[Entries taken from a collection]
--

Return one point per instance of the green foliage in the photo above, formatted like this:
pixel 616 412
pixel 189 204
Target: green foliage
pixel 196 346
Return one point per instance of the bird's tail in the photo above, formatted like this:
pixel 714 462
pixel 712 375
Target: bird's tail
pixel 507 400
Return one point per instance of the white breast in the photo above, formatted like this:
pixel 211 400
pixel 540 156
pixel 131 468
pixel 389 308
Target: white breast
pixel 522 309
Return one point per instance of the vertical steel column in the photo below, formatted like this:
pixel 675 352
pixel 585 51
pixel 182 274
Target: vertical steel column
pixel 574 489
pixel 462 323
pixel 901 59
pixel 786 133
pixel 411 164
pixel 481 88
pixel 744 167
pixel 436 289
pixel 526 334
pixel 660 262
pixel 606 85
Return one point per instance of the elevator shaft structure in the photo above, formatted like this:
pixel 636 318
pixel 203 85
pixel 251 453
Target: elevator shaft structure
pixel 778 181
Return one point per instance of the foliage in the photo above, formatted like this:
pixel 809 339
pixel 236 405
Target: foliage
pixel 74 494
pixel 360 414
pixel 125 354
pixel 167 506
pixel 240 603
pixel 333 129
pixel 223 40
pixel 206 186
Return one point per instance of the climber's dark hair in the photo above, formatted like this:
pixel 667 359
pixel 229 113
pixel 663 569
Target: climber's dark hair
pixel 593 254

--

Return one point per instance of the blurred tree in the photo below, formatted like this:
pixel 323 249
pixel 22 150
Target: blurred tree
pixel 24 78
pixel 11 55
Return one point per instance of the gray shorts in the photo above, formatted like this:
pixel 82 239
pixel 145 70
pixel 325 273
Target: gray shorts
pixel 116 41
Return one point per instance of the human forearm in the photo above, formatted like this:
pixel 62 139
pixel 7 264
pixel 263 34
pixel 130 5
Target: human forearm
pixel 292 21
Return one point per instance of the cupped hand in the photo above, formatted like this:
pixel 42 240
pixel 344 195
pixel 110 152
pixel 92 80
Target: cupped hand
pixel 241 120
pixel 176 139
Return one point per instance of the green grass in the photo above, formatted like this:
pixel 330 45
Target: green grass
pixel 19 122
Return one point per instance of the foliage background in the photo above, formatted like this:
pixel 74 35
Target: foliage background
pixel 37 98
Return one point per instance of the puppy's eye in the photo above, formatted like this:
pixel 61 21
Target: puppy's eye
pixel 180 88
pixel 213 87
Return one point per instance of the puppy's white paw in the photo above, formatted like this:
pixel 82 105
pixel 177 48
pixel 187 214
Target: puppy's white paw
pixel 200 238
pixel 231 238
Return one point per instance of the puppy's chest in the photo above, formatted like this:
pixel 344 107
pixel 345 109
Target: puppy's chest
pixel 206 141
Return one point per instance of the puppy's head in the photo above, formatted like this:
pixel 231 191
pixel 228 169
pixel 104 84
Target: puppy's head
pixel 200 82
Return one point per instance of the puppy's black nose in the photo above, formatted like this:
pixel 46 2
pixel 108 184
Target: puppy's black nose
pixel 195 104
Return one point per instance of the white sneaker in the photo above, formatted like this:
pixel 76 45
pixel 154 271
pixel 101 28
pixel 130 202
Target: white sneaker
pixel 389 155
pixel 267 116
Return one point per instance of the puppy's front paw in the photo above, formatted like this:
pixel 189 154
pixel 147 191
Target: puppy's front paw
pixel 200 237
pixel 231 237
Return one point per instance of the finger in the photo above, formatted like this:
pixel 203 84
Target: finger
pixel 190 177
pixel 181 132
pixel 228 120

--

Task goal –
Return each line of the entries that holds the string "below".

Answer to the exercise –
Return one point per instance of the vertical steel column in the photo below, formatted like this:
Return one point per instance of the blurred tree in the photo below, formatted like this:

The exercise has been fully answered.